WHAT NEEDS TO BE DONE: Scan the entries below and count the lines holding the string "white". Supply only the number.

Stored items:

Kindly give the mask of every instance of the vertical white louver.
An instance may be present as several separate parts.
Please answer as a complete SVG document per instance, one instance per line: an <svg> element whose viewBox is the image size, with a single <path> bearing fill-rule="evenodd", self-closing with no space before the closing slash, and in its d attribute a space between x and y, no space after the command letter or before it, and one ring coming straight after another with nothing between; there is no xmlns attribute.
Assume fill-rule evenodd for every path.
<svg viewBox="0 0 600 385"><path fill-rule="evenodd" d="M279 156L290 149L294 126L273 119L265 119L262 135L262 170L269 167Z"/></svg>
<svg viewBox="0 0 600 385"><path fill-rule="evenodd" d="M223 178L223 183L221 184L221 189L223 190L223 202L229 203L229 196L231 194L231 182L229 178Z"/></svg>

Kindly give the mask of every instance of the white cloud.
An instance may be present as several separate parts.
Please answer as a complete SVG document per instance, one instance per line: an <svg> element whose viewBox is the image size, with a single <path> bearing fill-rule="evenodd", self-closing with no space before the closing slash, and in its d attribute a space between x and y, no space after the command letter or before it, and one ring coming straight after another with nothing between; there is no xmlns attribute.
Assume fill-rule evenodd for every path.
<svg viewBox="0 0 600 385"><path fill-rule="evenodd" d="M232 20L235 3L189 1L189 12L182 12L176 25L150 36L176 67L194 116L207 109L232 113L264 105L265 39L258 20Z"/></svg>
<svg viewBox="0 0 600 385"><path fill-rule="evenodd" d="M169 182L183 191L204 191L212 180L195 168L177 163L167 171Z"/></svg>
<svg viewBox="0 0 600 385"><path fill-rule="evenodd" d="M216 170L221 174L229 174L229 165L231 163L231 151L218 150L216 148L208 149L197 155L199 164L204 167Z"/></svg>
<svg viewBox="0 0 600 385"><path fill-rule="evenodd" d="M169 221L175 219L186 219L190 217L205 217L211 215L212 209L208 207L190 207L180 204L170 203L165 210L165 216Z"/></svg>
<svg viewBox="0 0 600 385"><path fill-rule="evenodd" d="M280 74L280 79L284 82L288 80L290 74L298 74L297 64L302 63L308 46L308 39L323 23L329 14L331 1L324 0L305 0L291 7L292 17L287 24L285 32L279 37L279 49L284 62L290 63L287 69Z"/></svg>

ANSWER SPACE: 2